- **Work item**
Reproduce the passage of the film review that begins at "If this veneration" and ends at "film's title: Defiance.", keeping every word intact.

- **Text shown**
Very little stings the ears like Rudolf Hess' horrifying 1934 Nuremberg rally speech, but that's the sound that Edward Zwick has chosen to open his new movie. "Hitler is Germany!" Hess screams in his native tongue, "Just as Germany is Hitler!"
If this veneration of the Führer seems sickening today, imagine the fear of Polish Jews remembering this footage as tanks rolled across their border from the Germany he controlled, or, as Hess would have it, embodied. Atop a recently murdered Jewish man, then, is the only fitting place for the film's title: Defiance.
Zwick's film follows three Polish farmers-adult brothers named Tuvia (Daniel Craig, looking exactly like Steve McQueen), Zus (the marvelous Liev Schreiber), and Asael Bielski (a surprisingly strong Jamie Bell)-as they flee into the Naliboki forest after the Germans take over their town of Stankiewicze, killing their parents.

- **Stored data entries**
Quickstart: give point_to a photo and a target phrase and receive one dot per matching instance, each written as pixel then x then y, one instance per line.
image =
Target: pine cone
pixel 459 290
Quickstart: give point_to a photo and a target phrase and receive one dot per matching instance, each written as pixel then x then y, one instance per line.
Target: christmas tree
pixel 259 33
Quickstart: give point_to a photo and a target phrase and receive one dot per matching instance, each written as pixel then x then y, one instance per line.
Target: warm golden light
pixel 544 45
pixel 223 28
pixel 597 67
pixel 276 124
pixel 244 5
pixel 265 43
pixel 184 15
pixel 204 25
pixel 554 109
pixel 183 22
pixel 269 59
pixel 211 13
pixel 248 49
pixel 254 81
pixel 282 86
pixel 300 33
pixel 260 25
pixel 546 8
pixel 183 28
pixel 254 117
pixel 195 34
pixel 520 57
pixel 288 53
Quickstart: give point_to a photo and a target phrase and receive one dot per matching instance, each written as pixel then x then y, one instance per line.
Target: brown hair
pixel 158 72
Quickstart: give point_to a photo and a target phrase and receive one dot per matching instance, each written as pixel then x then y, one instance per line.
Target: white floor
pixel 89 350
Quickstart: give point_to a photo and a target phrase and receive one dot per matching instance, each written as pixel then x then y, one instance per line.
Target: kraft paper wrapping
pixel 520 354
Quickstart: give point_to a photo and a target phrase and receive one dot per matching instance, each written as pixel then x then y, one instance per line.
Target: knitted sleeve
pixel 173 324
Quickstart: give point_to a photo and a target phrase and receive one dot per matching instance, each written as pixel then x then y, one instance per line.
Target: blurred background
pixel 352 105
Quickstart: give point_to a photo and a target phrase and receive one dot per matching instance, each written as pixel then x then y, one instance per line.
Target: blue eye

- **Exercise result**
If this veneration of the Führer seems sickening today, imagine the fear of Polish Jews remembering this footage as tanks rolled across their border from the Germany he controlled, or, as Hess would have it, embodied. Atop a recently murdered Jewish man, then, is the only fitting place for the film's title: Defiance.